• Stated goal
Express every line from the one containing "trace the outline of every instance of the arched" down to the one containing "139), (350, 0)]]", both included, as a JSON list of strings with one string per line. Leave out blank lines.

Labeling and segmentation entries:
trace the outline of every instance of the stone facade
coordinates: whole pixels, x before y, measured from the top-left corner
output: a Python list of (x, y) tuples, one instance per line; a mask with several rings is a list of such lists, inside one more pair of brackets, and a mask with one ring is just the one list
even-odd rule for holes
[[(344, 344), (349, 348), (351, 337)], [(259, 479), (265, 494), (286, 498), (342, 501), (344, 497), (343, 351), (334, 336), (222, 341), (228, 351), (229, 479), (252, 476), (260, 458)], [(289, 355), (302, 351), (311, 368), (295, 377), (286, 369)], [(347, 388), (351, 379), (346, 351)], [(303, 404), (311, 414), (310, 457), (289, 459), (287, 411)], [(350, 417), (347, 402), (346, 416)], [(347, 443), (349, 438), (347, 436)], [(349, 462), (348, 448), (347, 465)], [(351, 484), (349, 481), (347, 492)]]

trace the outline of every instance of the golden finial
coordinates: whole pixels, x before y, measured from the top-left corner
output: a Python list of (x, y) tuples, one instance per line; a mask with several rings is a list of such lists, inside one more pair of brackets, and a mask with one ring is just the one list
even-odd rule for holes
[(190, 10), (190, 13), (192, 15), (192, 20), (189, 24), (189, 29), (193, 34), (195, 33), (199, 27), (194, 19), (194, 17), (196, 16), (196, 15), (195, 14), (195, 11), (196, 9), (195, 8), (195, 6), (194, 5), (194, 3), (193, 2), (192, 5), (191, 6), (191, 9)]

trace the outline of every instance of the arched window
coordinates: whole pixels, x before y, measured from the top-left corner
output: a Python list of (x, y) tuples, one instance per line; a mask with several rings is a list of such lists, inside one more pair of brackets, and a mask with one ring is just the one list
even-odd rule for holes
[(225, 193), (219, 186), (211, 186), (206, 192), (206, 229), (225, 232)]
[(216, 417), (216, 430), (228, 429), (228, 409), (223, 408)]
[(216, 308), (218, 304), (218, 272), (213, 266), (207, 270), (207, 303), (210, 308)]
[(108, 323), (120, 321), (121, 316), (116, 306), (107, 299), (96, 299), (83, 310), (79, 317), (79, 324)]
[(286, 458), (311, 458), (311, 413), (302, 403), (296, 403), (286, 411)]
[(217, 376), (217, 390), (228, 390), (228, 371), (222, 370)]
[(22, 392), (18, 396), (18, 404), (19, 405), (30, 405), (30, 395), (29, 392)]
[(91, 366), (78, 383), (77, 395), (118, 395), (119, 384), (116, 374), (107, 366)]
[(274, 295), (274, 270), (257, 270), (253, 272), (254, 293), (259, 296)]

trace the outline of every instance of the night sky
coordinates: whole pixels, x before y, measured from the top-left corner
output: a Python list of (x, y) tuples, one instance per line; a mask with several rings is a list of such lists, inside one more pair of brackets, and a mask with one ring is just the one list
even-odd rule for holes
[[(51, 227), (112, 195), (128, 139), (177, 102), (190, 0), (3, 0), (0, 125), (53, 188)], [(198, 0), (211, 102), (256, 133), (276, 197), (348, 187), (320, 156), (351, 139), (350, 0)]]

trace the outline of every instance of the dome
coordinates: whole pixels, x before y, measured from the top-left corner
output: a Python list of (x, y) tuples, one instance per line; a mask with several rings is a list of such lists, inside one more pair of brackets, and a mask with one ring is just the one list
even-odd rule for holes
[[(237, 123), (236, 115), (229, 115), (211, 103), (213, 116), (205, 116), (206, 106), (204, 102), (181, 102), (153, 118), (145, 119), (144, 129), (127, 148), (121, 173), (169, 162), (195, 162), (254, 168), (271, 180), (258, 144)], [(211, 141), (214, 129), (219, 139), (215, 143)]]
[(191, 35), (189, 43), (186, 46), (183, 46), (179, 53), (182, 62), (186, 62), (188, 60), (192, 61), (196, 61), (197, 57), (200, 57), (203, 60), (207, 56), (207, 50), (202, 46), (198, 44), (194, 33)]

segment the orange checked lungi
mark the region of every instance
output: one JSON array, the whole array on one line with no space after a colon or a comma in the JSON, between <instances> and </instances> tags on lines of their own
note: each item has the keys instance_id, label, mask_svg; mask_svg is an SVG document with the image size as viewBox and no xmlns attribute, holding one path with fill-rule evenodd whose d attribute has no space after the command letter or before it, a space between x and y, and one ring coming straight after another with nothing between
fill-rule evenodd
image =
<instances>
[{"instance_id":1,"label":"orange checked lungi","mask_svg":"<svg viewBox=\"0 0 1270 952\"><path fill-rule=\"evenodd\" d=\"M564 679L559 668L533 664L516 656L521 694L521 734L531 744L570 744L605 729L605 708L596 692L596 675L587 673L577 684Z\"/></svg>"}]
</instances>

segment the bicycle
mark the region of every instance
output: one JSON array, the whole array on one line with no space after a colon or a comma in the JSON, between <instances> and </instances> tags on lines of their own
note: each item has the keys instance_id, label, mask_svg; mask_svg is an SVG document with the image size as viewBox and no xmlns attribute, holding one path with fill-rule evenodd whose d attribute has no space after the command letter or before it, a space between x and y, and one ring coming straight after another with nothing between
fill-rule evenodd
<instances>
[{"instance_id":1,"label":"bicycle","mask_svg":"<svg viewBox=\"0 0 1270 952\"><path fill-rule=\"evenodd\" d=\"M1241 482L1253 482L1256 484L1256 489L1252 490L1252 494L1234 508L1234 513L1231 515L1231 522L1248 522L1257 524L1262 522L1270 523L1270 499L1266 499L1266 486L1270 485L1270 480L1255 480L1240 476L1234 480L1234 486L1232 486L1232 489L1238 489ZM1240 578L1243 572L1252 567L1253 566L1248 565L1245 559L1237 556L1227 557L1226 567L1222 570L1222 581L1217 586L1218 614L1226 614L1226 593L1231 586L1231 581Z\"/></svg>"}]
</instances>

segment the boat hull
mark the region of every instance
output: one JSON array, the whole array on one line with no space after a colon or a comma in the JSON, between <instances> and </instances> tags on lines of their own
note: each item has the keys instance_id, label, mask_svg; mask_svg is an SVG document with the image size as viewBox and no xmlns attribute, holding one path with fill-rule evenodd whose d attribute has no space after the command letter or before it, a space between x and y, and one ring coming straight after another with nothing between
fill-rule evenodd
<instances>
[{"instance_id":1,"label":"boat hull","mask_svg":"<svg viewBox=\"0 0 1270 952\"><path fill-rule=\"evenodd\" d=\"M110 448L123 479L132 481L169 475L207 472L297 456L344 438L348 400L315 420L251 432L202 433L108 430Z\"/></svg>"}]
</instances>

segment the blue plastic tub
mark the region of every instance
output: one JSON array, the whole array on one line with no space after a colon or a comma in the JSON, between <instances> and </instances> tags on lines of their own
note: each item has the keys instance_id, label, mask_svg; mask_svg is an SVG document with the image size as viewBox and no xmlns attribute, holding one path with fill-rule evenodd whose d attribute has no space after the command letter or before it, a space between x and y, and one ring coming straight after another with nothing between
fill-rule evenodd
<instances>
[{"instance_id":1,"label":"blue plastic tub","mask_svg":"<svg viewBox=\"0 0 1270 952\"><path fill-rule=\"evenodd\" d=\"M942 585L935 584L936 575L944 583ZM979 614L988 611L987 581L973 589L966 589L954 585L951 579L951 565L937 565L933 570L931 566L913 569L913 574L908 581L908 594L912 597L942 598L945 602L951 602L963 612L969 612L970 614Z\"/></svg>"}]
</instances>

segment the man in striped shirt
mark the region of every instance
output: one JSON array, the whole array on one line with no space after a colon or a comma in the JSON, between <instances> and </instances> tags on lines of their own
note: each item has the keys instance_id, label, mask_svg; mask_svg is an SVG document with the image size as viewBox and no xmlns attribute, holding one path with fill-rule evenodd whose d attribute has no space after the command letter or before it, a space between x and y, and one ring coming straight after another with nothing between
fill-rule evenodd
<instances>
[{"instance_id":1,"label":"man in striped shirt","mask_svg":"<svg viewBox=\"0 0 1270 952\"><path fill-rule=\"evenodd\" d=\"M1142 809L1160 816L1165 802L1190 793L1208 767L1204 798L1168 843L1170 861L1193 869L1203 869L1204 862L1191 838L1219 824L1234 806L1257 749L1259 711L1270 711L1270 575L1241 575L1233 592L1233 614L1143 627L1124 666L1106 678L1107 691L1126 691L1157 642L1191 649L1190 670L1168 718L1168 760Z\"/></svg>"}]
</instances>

• Solved problem
[
  "trace the outline of every instance of the arched window",
  "coordinates: whole pixels, x before y, measured from the top-left corner",
  "output: a Python list of (x, y) tuples, one instance per line; a mask with several rings is a list of such lists, inside one more pair of brackets, and a mask with one ring is just the one list",
  "even-odd rule for holes",
  "[(225, 193), (219, 186), (211, 186), (206, 192), (206, 229), (225, 232)]",
  "[(216, 417), (216, 430), (228, 429), (228, 409), (223, 408)]",
  "[(216, 308), (218, 304), (218, 272), (213, 266), (207, 270), (207, 303), (210, 308)]",
  "[(108, 323), (120, 321), (121, 316), (116, 306), (107, 299), (96, 299), (83, 310), (79, 317), (79, 324)]",
  "[(286, 458), (311, 458), (311, 413), (302, 403), (296, 403), (286, 411)]",
  "[(217, 376), (217, 390), (228, 390), (228, 371), (222, 370)]",
  "[(22, 392), (18, 396), (18, 404), (19, 405), (30, 405), (30, 395), (29, 392)]",
  "[(91, 366), (78, 383), (77, 395), (118, 395), (119, 384), (116, 374), (107, 366)]",
  "[(274, 295), (274, 270), (257, 270), (253, 272), (254, 293), (259, 296)]",
  "trace the outline of every instance of the night sky",
  "coordinates: whole pixels, x before y, measured from the top-left corner",
  "output: a Python list of (x, y) tuples, one instance per line; a mask with several rings is a list of such lists, inside one more pair of brackets, and a mask with one ring is just the one list",
  "even-odd rule for holes",
  "[[(51, 227), (112, 195), (128, 139), (177, 102), (190, 0), (3, 0), (0, 125), (53, 188)], [(198, 0), (211, 102), (256, 133), (276, 197), (348, 187), (320, 156), (351, 139), (350, 0)]]"
]